- Data for the task:
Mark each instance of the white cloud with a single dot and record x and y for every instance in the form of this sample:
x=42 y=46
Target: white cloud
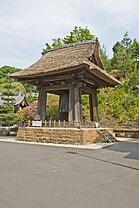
x=25 y=26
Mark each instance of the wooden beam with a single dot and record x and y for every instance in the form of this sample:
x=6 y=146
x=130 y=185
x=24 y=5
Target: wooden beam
x=41 y=109
x=94 y=116
x=71 y=110
x=77 y=104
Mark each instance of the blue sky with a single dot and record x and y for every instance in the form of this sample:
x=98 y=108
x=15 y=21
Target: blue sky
x=26 y=25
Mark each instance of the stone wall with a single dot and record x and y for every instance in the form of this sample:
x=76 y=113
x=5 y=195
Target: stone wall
x=58 y=135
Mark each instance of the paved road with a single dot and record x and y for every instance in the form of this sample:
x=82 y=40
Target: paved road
x=35 y=176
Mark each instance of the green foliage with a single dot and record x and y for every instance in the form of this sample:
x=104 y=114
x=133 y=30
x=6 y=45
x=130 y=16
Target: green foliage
x=7 y=114
x=76 y=35
x=7 y=70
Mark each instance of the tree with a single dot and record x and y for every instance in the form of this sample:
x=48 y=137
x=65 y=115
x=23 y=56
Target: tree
x=76 y=35
x=7 y=114
x=7 y=70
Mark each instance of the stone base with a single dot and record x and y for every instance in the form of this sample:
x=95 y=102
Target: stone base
x=59 y=135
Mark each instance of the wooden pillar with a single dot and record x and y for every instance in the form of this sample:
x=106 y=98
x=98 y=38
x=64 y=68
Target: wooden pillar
x=71 y=110
x=94 y=116
x=41 y=110
x=77 y=104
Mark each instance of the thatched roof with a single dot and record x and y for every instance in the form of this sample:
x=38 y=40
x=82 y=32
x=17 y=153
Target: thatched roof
x=64 y=58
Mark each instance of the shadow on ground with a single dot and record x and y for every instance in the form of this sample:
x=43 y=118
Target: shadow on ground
x=131 y=147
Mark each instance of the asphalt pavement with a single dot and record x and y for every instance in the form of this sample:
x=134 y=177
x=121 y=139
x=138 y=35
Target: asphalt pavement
x=39 y=176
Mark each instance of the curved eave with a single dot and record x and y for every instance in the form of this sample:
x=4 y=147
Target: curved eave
x=103 y=75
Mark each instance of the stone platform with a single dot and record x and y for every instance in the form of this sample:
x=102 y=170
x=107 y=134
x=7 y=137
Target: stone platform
x=61 y=135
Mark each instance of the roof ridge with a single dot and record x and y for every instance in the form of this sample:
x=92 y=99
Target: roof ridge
x=71 y=45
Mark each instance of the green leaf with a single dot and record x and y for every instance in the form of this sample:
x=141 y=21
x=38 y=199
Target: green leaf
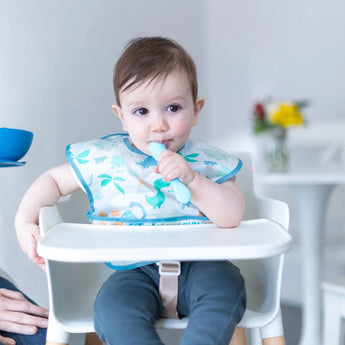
x=105 y=182
x=119 y=187
x=84 y=154
x=117 y=178
x=105 y=176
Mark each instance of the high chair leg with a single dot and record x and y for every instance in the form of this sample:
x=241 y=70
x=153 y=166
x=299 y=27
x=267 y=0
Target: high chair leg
x=239 y=337
x=92 y=339
x=274 y=341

- Exercise:
From the first line to the last, set down the records above exactly and skip the pictures.

- Output for this task:
Mark each instance of the white cloud with a single dot and record x and y for every instance in the form of this sample:
x=42 y=46
Target: white cloud
x=25 y=26
Mark each instance of the wooden beam with a single dot and record x and y for every instance in the form of this sample:
x=6 y=146
x=130 y=185
x=24 y=5
Target: wooden beam
x=41 y=109
x=94 y=116
x=71 y=110
x=77 y=104
Mark each instance of the blue sky with a single dot and record x and y for every instance in the form of this sample:
x=98 y=108
x=15 y=21
Target: blue sky
x=26 y=25
Mark each instance of the stone wall with a single dot and record x and y for every instance in the form of this sample:
x=76 y=113
x=5 y=195
Target: stone wall
x=58 y=135
Mark each instance of the paved road with a single dot and record x and y for every instance in the form of this sample:
x=82 y=40
Target: paved road
x=35 y=176
Mark each instance of the green foliage with a single dot and record x and y for every instance in the form of this sample:
x=104 y=114
x=133 y=30
x=6 y=45
x=130 y=16
Target: green foliage
x=7 y=114
x=76 y=35
x=7 y=70
Mark each instance of the tree with a single dot and record x and y for every instance in the form of this sample:
x=48 y=137
x=65 y=115
x=23 y=56
Target: tree
x=76 y=35
x=7 y=114
x=7 y=70
Mark each instance of the stone base with a single dot and record x and y for every instance in the form of this sample:
x=95 y=102
Target: stone base
x=59 y=135
Mark each instance of the wooden pillar with a single dot and record x and y for every instance in the form of this sample:
x=106 y=98
x=98 y=38
x=64 y=68
Target: wooden pillar
x=71 y=110
x=94 y=116
x=41 y=110
x=77 y=104
Mark each instance of the thatched roof with a single dot and record x and y for every instance in the form of this sample:
x=38 y=40
x=82 y=32
x=17 y=153
Target: thatched roof
x=64 y=58
Mark each instance of the shadow on ground with a single dot and record x and y for every instance in the form of this sample:
x=43 y=118
Target: shadow on ground
x=131 y=147
Mark each instance of the asphalt pavement with a single dot and record x and y for every instance in the form of this sample:
x=134 y=177
x=121 y=139
x=138 y=35
Target: asphalt pavement
x=39 y=176
Mark each instance of the curved eave with a single dot and record x and y for every instance in the form of this sample:
x=4 y=147
Target: curved eave
x=103 y=75
Mark each instance of the stone platform with a single dot and record x and y for every instance in the form of this sample:
x=102 y=170
x=107 y=134
x=7 y=137
Target: stone platform
x=61 y=135
Mark each instance of the roof ridge with a single dot and record x and y for every instance in the form of this sample:
x=92 y=99
Target: roof ridge
x=71 y=45
Mark each instance of the green leaf with a single dot and record x and y for every instance in the form of this sample:
x=141 y=21
x=38 y=199
Target: green leaf
x=105 y=182
x=119 y=187
x=84 y=154
x=117 y=178
x=105 y=176
Mark each instance of the high chair leg with a single dot and record x and y for every instance in the form of this sample:
x=241 y=70
x=153 y=166
x=299 y=27
x=267 y=0
Target: high chair leg
x=239 y=337
x=92 y=339
x=274 y=341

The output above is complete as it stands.